Segment Start: DATA SUPPLIED

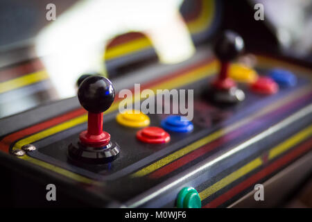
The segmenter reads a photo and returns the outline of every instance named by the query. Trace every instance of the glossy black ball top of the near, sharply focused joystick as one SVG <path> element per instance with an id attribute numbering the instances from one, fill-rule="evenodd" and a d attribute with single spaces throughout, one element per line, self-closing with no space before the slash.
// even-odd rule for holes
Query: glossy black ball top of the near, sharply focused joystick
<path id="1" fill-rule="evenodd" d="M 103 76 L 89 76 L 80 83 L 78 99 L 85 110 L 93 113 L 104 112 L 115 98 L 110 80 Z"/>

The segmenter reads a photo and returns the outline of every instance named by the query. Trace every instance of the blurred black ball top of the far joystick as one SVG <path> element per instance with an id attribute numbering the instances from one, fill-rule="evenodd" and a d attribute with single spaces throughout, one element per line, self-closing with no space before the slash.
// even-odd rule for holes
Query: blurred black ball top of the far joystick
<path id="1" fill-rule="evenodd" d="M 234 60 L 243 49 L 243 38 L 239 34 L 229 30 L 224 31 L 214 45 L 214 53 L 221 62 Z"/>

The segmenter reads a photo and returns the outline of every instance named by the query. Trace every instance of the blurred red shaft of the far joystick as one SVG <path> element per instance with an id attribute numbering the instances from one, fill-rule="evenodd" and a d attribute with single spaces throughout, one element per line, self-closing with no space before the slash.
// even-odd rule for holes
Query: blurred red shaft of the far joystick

Segment End: DATA SUPPLIED

> **EXERCISE**:
The response must consist of the entries above exactly as they stand, minus any pictures.

> **EXPECTED ANSWER**:
The segmenter reads a photo and returns the outline of every instance named by the query. Trace every instance of the glossy black ball top of the near, sharply focused joystick as one SVG <path> element per instance with an id attribute numbering the instances from one, fill-rule="evenodd" and a d attribute with single spaces throughout, one element per line, self-closing with no space before the slash.
// even-odd rule for holes
Query: glossy black ball top of the near, sharply focused joystick
<path id="1" fill-rule="evenodd" d="M 103 76 L 89 76 L 80 83 L 78 99 L 85 110 L 93 113 L 104 112 L 115 98 L 110 80 Z"/>

The segmenter reads a photo and returns the outline of every instance named by the query. Trace every instance of the blurred black ball top of the far joystick as one SVG <path> element per instance with an id attribute numbering the instances from one, fill-rule="evenodd" and a d attribute with single spaces throughout, one element per line, self-closing with no space before the slash.
// even-odd rule for holes
Query: blurred black ball top of the far joystick
<path id="1" fill-rule="evenodd" d="M 234 60 L 243 49 L 243 38 L 239 34 L 229 30 L 224 31 L 214 45 L 214 53 L 221 62 Z"/>

The segmenter reads a photo and returns the outline of every instance named by the query. Trace every instance of the blurred red shaft of the far joystick as one SVG <path> element per instance with an id attribute numbering the instances from one, fill-rule="evenodd" and a d attribute with single spaces throughout, one element per line, self-closing with no space before the slash.
// even-odd rule for holes
Query: blurred red shaft of the far joystick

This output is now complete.